**What is being asked:** Edit the lines from the one containing "Indicate the chair" through the end of the records, both ends included, replacing "sofa" with "couch" and leaving everything else unchanged.
-- BEGIN Input for this task --
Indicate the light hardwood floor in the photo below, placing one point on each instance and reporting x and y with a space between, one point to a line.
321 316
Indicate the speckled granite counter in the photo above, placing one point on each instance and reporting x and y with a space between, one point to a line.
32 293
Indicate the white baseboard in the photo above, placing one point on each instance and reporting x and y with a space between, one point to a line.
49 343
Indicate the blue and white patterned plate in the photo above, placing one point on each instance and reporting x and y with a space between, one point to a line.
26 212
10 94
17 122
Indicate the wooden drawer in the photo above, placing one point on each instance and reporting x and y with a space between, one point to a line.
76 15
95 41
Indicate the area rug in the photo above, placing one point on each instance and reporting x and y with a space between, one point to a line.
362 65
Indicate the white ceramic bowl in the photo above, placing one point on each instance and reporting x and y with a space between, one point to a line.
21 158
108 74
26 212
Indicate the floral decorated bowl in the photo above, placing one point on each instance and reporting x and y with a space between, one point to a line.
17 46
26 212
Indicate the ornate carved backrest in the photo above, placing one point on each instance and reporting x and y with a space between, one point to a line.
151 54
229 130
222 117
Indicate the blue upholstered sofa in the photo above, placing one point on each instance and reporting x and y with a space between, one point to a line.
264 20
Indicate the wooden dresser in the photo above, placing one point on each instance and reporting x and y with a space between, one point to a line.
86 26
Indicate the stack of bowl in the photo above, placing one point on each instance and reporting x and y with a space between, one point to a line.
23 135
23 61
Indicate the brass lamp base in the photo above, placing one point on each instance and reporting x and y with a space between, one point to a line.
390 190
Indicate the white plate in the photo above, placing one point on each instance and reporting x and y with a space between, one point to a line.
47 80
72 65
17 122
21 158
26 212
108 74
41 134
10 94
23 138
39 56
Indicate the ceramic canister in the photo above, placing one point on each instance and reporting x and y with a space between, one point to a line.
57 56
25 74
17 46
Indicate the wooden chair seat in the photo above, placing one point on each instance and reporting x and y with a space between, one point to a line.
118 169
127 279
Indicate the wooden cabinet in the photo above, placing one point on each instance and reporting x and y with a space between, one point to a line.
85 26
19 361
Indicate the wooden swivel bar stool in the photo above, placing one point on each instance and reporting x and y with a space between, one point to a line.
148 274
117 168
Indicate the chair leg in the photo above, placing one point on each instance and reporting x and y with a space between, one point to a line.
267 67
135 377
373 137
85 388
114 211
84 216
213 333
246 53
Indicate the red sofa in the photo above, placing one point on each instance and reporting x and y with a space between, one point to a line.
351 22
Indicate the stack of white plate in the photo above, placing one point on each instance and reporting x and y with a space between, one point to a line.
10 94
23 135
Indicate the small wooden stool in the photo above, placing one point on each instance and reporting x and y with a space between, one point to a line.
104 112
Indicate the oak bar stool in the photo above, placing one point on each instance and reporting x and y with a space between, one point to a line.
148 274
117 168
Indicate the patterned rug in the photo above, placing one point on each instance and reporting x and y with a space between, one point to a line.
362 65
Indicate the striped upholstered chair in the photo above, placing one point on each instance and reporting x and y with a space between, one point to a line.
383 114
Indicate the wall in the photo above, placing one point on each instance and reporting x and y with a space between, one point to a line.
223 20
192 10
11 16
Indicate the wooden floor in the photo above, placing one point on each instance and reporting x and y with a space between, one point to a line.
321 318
-- END Input for this task --
**The result:**
Indicate the chair leg in the photo above, placing one point on each instance and reporting x and y with a space between, one point to a line.
267 67
135 377
373 137
85 388
114 211
84 216
213 333
246 53
Indicate the red couch in the photo above, placing one point on each instance and reporting x and y with a space between, one point to a line.
351 22
Indicate the stack of white plate in the photo above, placing one point on each instance and reporting x and y with a space between, one point to a line.
10 94
23 135
Indicate the small wooden stool in the photo above, placing one point on each instance and reporting x and y with a space between, one point to a line.
104 112
Indicate the oak bar stool in the photo above, placing one point on each instance and reporting x and y with a space between, one point to a line.
148 274
117 168
Indicate the patterned rug in the photo above, placing one point on each instance and reporting x and y with a space between, one point to a line.
362 65
Indicate the striped upholstered chair in the photo above, placing one point on each instance and reporting x and y with a space between, one point to a line.
383 114
Indicate the wall in the photo above, placing one point on each instance and reporting x and y with a space between, one point to a line.
223 20
192 10
11 16
Indicate the wooden floor in the photo above, placing one point on each instance and reporting x and y with a space between, one point to a line.
321 318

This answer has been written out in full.